*Extrait du texte*
Le déficit chronique des caisses sociales s’explique essentiellement par les mutations démographiques et socio-économiques qu’a connues la Tunisie au cours des dernières décennies : vieillissement de la population, hausse de l’espérance de vie, propagation des emplois précaires, saturation du marché de l’emploi, multiplication des plans sociaux et des départs à la retraite anticipée.
Selon les données du ministère des Affaires sociales, le taux des personnes âgées de plus de 60 ans est passé de 5,5% en 1966 à 12% actuellement, et il devrait atteindre 18,2% en 2030.
L’espérance de vie à la naissance est, quant à elle, passée de 51 ans en 1966 à 75,1 ans en 2015. Elle devrait atteindre 77 ans en 2030.
Le ratio moyen actifs/retraités pour les deux caisses sociales (nombre de salariés en exercice qui financent grâce à leurs cotisations les pensions des retraités dans le cadre du de financement basé sur la répartition et la solidarité entre les générations, NDLR) a, en effet, baissé à une vitesse vertigineuse. Au niveau de la CNRPS, ce ratio est passé de 7 actifs pour 1 retraité en 1991 à 2,5 actifs pour 1 retraité actuellement. Pour la CNSS, ce ratio est de 3 actifs pour 1 retraité.

*Consignes*
A. D'après l'extrait sur les caisses sociales tunisiennes, quelle était l'espérance de vie à la naissance en 2015 ?
B. Recopiez fidèlement, dans l'extrait sur les caisses sociales tunisiennes, tout ce qui va de « Selon les données » jusqu'à « ans en 2030. ».

*Données enregistrées*

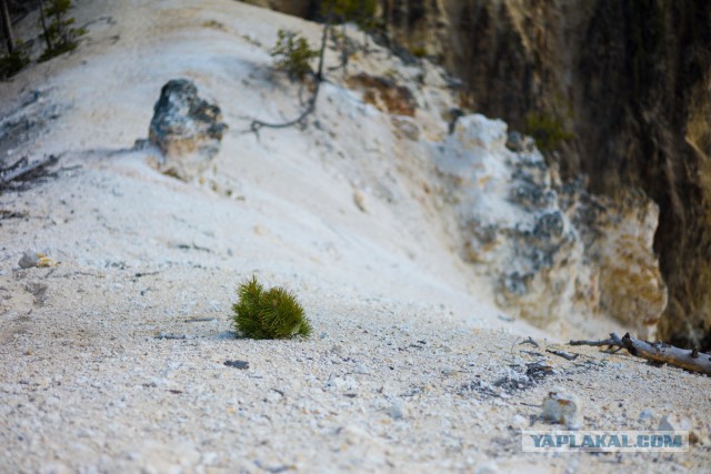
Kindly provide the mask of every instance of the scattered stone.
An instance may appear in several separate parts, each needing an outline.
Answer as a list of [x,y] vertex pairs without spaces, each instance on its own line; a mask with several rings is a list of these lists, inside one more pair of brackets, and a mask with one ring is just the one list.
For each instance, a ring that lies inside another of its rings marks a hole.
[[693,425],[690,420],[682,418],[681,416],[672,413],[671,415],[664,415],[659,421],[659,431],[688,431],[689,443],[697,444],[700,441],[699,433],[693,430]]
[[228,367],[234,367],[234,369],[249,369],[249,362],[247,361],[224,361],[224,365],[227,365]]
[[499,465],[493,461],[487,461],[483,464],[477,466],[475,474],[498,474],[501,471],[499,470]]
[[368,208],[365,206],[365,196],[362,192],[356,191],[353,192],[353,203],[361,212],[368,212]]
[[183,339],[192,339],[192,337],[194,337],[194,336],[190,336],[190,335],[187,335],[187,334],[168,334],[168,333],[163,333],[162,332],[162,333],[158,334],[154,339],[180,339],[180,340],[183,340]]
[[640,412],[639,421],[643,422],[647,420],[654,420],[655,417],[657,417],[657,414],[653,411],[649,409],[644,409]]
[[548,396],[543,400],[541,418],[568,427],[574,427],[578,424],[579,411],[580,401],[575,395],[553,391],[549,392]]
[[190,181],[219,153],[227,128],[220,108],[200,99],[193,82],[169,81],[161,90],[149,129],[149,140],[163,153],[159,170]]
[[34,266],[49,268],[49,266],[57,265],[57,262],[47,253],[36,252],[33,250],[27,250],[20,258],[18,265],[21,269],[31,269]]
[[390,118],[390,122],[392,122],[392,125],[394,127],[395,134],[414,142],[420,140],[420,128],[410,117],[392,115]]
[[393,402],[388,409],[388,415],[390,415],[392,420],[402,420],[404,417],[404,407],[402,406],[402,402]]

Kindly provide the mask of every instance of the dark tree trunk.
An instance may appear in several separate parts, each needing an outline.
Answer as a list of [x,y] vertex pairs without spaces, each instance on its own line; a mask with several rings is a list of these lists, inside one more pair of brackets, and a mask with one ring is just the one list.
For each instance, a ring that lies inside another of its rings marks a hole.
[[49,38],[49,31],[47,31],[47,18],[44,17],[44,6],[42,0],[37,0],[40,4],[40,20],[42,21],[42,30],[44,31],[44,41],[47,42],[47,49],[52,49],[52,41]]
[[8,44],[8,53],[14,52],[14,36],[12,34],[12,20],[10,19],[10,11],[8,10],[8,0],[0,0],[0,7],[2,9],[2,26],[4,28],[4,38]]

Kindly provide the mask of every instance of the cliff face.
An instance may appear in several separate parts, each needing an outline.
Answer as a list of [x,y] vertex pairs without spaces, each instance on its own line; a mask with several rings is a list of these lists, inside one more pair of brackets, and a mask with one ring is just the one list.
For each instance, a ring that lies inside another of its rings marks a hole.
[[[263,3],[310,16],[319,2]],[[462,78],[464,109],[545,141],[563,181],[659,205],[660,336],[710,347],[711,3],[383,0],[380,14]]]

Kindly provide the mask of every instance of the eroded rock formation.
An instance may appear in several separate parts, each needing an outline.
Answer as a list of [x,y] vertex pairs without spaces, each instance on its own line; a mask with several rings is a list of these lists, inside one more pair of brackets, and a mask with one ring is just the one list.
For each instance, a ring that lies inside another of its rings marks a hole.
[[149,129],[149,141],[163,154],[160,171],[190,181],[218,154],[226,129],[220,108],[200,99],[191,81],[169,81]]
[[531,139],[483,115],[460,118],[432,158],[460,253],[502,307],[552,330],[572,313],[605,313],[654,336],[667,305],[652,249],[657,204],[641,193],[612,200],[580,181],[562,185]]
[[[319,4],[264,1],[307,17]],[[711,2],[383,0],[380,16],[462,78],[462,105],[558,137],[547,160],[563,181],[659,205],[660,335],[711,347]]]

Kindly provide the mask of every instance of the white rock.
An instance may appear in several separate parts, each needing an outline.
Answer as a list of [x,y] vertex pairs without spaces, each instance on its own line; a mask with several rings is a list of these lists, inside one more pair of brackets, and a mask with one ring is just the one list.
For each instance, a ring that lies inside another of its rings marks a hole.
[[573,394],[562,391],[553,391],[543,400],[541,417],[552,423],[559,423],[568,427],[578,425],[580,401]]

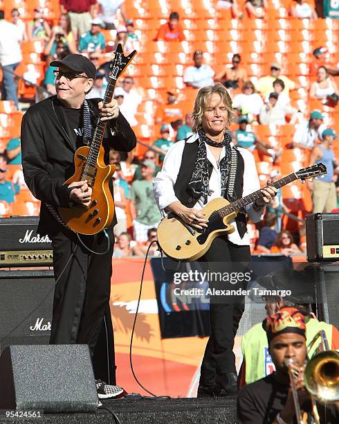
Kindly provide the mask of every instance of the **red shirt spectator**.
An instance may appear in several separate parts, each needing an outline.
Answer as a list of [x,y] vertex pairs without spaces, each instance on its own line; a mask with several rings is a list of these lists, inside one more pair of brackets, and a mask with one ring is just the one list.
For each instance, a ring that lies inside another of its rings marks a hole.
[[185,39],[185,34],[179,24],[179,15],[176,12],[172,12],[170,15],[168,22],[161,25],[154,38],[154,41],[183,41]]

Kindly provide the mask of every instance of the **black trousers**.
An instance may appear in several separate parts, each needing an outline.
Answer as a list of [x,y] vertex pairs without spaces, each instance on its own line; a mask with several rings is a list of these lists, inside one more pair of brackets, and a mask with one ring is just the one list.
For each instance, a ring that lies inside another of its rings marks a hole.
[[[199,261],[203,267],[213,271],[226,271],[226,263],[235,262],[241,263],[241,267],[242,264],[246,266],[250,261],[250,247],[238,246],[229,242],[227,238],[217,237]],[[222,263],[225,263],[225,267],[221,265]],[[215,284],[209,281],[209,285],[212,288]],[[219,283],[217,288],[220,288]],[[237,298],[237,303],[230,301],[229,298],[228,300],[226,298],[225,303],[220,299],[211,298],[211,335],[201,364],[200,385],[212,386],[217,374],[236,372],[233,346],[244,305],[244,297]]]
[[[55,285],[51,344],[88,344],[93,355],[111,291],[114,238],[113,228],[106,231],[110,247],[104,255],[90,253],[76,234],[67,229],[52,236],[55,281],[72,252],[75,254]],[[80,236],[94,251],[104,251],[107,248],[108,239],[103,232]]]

*Corrigé*
A. 75,1 ans.

B.
Selon les données du ministère des Affaires sociales, le taux des personnes âgées de plus de 60 ans est passé de 5,5% en 1966 à 12% actuellement, et il devrait atteindre 18,2% en 2030.
L’espérance de vie à la naissance est, quant à elle, passée de 51 ans en 1966 à 75,1 ans en 2015. Elle devrait atteindre 77 ans en 2030.